%%

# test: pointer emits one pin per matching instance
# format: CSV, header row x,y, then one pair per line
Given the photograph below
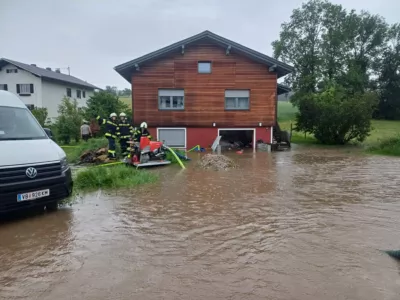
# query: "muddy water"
x,y
305,224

%%

# [Work request]
Print the material above word for word, and keep the pictures out of it.

# [Result for this task]
# test: pointer emits one pin per matching instance
# format: CSV, header row x,y, then one pair per line
Given the photograph below
# query: "muddy water"
x,y
305,224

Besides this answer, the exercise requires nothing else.